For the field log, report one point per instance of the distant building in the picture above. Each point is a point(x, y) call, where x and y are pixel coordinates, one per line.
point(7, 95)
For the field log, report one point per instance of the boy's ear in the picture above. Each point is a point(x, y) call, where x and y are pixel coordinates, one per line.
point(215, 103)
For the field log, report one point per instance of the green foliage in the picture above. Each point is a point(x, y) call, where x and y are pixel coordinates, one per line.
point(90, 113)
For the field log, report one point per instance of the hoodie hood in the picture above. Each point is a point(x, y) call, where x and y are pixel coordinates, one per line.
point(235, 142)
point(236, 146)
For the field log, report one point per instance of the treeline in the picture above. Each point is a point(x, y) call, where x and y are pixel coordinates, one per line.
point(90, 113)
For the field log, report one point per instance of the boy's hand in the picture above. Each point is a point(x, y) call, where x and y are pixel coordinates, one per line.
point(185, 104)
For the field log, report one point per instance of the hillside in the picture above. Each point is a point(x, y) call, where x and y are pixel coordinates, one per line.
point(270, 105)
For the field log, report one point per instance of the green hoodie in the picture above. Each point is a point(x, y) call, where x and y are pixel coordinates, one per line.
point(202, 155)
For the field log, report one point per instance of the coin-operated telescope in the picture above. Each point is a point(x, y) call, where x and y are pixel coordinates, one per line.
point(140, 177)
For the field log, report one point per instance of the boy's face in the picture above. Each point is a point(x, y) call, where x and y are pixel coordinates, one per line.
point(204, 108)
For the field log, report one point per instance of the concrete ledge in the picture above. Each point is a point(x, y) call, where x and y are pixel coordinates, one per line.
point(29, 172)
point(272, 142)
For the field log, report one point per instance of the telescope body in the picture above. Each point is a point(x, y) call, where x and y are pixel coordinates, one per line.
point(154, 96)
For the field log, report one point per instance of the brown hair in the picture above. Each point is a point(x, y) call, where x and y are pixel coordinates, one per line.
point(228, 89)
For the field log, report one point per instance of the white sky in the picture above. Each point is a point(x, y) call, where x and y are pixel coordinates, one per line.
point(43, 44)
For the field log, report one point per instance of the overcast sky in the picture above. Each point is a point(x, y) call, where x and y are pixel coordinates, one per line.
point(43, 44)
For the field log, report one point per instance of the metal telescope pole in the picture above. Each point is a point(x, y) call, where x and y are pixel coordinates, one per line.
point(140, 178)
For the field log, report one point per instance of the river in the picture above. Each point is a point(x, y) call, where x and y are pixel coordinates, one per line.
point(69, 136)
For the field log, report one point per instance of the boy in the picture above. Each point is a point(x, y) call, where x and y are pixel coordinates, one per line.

--------------------------------

| WHAT YOU NEED TO DO |
May I have the entries returned exactly, with every line in place?

| SOLVED EXERCISE |
For the field log, report one point per instance of the distant building in the picture above. Each point is a point(x, y) call, where x and y are pixel coordinates, one per line.
point(7, 95)
For the field log, report one point per instance of the boy's ear in the picture above. Each point is a point(x, y) call, where x and y are pixel coordinates, one per line.
point(215, 103)
For the field log, report one point per instance of the green foliage in the picture above. Each point is a point(x, y) call, where x and y are pixel coordinates, one per line.
point(90, 113)
For the field log, report one point per instance of the hoodie hood in the picture above. Each point is a point(x, y) call, where x and y are pixel coordinates, one per line.
point(235, 142)
point(236, 146)
For the field log, report one point per instance of the treeline in the picture above. Each point is a point(x, y) call, where x and y are pixel coordinates, one per line.
point(90, 113)
For the field log, report one point per instance of the boy's hand in the picture above. Each point is a point(x, y) call, where x and y are pixel coordinates, one per line.
point(185, 104)
For the field log, report one point per instance of the hillside in the picture above. Each point is a point(x, y) call, where x and y are pixel coordinates, one per line.
point(270, 105)
For the field log, report one point per instance of the green hoodie in the picture above. Each point is a point(x, y) call, where x and y are pixel coordinates, one per line.
point(202, 155)
For the field log, report one point per instance of the coin-operated telescope in the picture above. Each point is a point(x, y) call, where x and y are pixel coordinates, one per line.
point(140, 177)
For the field log, report one point per instance of the boy's face in the picture above. Each point is a point(x, y) call, where x and y are pixel coordinates, one per line.
point(204, 108)
For the field log, report one point per instance of the concrete ledge in the picture above. Each point is a point(x, y) call, where x and y are pixel coordinates, one per line.
point(29, 172)
point(272, 142)
For the field log, report one point per instance of the telescope body in the picture above. Each point is a point(x, y) call, where x and y are pixel coordinates, one per line.
point(154, 96)
For the field log, report one point per instance of the brown hair in the picture above. Each point is a point(x, y) call, where x and y are pixel coordinates, one per line.
point(228, 89)
For the field log, report one point per instance of the white sky in the picture above. Each point is a point(x, y) call, where x and y are pixel coordinates, one per line.
point(43, 44)
For the field log, report one point per instance of the overcast sky in the picture above. Each point is a point(x, y) call, where x and y are pixel coordinates, one per line.
point(43, 44)
For the field log, report one point per instance of the metal telescope pole in the picture above. Each point is a point(x, y) call, where x and y are pixel coordinates, one per line.
point(140, 178)
For the field log, report one point per instance of the river in the picture above. Each point is a point(x, y) call, where x and y are pixel coordinates, one per line.
point(69, 136)
For the field log, report one point per instance of the boy in the picture above. Each point is a point(x, y) call, where x and y are pixel coordinates, one per line.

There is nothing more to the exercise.